What you have to do: Using the entries below, restate word for word only the lines from the one with "the horse's fetlock" to the final line, leaving the pictures out.

Rows from a dataset
· · · ·
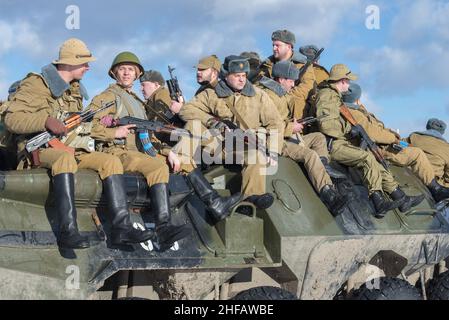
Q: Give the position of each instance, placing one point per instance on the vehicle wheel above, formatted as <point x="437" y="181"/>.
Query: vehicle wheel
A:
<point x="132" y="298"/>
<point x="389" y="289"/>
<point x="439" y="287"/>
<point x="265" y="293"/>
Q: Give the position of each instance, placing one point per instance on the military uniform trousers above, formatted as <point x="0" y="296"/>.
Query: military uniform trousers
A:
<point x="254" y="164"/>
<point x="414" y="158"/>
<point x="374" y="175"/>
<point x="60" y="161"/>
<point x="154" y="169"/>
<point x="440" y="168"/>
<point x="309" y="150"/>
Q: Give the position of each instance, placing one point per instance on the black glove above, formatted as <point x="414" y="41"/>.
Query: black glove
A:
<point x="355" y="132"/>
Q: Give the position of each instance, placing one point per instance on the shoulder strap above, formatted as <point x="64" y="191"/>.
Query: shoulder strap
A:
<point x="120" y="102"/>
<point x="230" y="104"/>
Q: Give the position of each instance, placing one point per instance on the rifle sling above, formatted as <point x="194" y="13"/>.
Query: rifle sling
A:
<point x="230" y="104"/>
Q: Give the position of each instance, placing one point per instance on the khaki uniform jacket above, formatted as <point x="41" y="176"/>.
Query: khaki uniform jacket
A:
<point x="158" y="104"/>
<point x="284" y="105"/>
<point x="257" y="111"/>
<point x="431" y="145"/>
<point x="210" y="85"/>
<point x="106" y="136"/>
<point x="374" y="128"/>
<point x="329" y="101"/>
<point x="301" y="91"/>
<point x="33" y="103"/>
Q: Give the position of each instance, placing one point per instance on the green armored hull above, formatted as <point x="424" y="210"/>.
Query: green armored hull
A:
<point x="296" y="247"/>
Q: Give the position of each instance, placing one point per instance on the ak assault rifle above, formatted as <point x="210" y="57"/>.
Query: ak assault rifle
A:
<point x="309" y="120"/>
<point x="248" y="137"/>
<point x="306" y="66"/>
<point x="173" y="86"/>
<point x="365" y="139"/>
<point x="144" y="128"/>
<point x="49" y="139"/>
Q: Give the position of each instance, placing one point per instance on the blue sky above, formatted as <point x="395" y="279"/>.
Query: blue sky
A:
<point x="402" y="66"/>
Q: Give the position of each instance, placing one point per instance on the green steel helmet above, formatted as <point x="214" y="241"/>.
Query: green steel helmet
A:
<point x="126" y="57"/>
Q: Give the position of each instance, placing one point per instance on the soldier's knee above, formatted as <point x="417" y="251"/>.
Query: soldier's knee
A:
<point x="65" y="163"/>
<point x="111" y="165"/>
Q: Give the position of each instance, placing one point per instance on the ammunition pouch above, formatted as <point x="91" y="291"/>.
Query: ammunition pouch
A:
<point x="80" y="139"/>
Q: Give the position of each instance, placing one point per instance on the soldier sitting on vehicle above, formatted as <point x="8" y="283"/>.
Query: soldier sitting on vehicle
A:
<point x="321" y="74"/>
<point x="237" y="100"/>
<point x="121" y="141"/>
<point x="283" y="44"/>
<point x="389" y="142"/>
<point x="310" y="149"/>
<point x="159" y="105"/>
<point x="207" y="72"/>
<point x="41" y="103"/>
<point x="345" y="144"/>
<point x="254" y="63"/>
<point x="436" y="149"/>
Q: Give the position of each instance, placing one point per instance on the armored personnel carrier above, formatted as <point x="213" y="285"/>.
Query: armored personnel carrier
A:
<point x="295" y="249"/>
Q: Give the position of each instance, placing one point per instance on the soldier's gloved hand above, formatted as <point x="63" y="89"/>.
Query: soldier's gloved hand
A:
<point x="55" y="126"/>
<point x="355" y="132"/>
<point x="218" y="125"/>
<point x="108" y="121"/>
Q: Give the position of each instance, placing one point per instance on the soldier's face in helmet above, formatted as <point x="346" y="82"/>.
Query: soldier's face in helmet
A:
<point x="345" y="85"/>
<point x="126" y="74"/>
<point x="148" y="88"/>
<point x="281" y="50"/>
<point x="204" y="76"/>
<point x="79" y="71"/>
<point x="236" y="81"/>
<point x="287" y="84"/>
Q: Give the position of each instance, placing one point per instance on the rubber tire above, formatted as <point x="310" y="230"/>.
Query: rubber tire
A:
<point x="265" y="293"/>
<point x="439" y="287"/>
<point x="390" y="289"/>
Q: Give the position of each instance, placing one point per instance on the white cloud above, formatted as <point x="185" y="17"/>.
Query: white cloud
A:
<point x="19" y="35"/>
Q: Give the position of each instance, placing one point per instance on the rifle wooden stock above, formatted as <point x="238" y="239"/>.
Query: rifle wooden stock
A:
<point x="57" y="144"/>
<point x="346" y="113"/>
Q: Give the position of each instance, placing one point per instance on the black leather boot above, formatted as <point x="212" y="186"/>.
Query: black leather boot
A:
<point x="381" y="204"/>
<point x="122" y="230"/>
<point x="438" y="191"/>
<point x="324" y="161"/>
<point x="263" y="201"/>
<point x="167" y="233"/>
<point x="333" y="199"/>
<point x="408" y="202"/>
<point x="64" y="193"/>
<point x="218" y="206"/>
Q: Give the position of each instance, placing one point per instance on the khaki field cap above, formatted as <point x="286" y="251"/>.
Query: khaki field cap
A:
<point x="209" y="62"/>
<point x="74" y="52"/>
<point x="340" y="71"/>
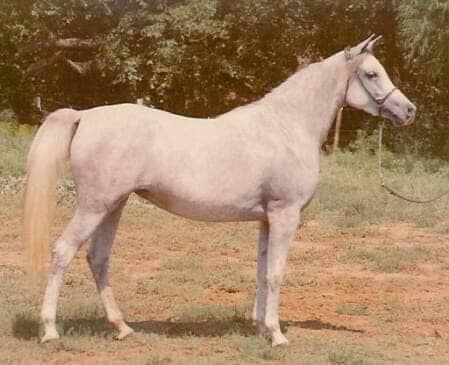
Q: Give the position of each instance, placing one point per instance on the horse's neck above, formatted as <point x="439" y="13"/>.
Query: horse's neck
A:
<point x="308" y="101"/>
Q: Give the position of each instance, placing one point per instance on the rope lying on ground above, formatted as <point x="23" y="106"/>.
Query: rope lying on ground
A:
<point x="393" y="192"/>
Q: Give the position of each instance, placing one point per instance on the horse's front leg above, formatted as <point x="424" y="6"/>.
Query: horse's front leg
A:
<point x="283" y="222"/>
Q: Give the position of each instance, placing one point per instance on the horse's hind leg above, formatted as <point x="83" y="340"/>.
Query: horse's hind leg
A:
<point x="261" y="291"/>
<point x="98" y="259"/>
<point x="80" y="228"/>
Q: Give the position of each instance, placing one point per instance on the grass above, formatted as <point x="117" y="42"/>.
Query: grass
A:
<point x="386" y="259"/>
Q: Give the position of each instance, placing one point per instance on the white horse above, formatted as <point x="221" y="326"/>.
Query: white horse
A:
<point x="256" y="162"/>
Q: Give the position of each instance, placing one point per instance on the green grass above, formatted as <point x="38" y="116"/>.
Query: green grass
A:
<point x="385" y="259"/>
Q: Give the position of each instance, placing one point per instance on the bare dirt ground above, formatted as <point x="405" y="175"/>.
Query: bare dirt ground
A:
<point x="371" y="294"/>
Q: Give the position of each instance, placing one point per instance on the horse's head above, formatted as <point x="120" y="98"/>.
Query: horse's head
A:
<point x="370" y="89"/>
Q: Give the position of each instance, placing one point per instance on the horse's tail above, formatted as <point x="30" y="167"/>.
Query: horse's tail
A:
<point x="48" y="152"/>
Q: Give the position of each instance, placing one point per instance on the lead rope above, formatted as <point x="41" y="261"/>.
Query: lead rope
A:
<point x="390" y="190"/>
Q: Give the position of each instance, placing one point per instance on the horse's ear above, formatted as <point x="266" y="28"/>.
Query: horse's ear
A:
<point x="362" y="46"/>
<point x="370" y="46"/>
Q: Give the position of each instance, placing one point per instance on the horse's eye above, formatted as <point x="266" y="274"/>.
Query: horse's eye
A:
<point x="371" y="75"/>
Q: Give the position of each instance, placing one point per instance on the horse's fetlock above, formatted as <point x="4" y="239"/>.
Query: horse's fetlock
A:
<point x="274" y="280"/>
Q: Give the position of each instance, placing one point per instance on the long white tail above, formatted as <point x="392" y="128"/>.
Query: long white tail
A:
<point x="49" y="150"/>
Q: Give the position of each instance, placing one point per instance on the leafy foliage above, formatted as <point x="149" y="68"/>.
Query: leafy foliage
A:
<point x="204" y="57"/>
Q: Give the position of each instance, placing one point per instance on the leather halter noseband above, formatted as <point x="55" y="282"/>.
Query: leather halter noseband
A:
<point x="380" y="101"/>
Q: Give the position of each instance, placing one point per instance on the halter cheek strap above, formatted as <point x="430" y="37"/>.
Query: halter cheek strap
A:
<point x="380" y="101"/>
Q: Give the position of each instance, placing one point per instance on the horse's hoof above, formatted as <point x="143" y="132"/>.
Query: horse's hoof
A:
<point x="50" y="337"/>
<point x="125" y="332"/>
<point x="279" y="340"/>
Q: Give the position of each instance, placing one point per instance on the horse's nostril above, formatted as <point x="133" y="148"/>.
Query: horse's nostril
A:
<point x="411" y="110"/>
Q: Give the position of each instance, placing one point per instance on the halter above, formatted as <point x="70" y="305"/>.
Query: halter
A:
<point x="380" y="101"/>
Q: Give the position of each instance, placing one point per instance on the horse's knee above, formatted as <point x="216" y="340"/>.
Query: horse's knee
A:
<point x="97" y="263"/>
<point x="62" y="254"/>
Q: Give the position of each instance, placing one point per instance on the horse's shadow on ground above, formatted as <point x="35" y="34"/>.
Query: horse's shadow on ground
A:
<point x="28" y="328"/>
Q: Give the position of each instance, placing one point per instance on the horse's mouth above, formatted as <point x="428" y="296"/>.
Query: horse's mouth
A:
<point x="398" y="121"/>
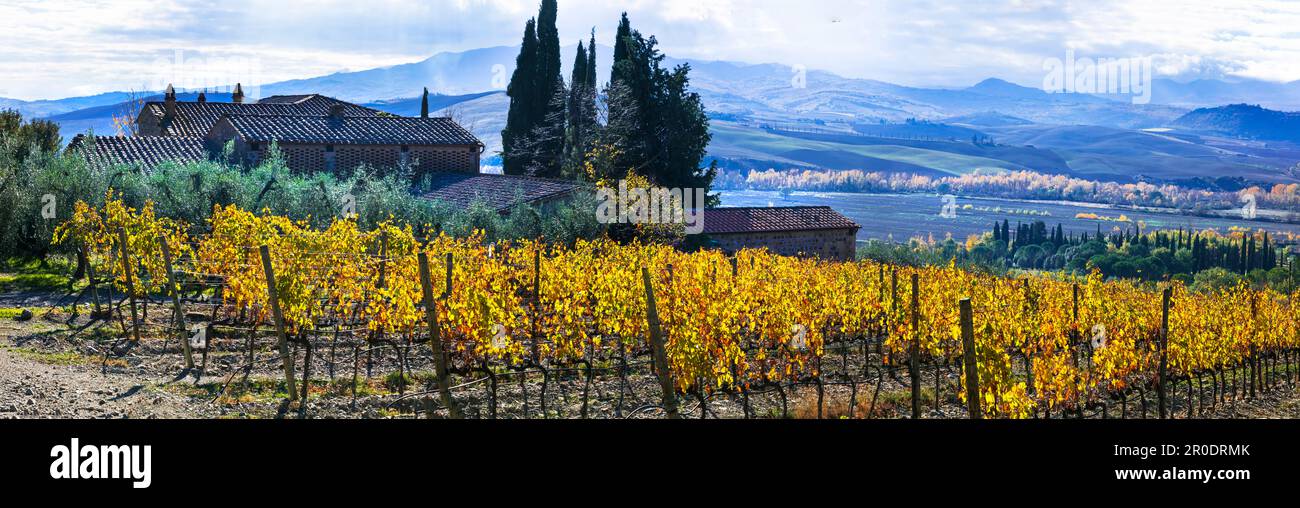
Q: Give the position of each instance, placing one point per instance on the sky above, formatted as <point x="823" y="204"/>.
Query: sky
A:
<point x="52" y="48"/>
· · · ·
Answer for the task:
Q: Give the position of each instance, placing one point per instance on the horse's fetlock above, formatted as <point x="4" y="239"/>.
Query: horse's fetlock
A:
<point x="274" y="280"/>
Q: Give the position of each instance, placing one point per instance on the long white tail above, formatted as <point x="392" y="128"/>.
Query: long white tail
A:
<point x="49" y="150"/>
Q: Give the position of each instance, placing one point per instance on the leafy foliage above, formatted as <point x="149" y="68"/>.
Query: leafy foliage
A:
<point x="204" y="57"/>
Q: Give the position of each instance, placing one point per instance on the leather halter noseband above, formatted as <point x="55" y="282"/>.
Query: leather halter noseband
A:
<point x="380" y="101"/>
Q: Give the position of each instance, placing one point per instance on the halter cheek strap above, formatted as <point x="430" y="37"/>.
Query: halter cheek strap
A:
<point x="380" y="101"/>
Q: Give the position of each instance, placing one point per instance on the horse's hoof above, formatted as <point x="143" y="132"/>.
Query: horse's hoof
A:
<point x="50" y="337"/>
<point x="125" y="332"/>
<point x="279" y="340"/>
Q: Give the position of each instance, placing one point per instance on the horse's nostril above, formatted as <point x="133" y="148"/>.
Query: horse's nostril
A:
<point x="411" y="110"/>
Q: Give the position of each instance, placing one point per instance on the halter above, formatted as <point x="70" y="305"/>.
Query: halter
A:
<point x="380" y="101"/>
Q: Give the position of each instance, placing one point per instance on the horse's knee above, formatted as <point x="216" y="340"/>.
Query: horse's knee
A:
<point x="97" y="263"/>
<point x="62" y="254"/>
Q: Give the position of each instance, placing one point per instance on the horse's shadow on ground above, formatted as <point x="35" y="34"/>.
Query: horse's shadow on ground
A:
<point x="28" y="328"/>
Q: Give the position of each instance, placing one point per instance on the horse's mouth above, formatted as <point x="428" y="296"/>.
Query: horse's mouth
A:
<point x="398" y="121"/>
Q: Give the position of each instance, placing one point per instance on the sky above, formatted as <point x="823" y="204"/>.
Query: sky
A:
<point x="52" y="48"/>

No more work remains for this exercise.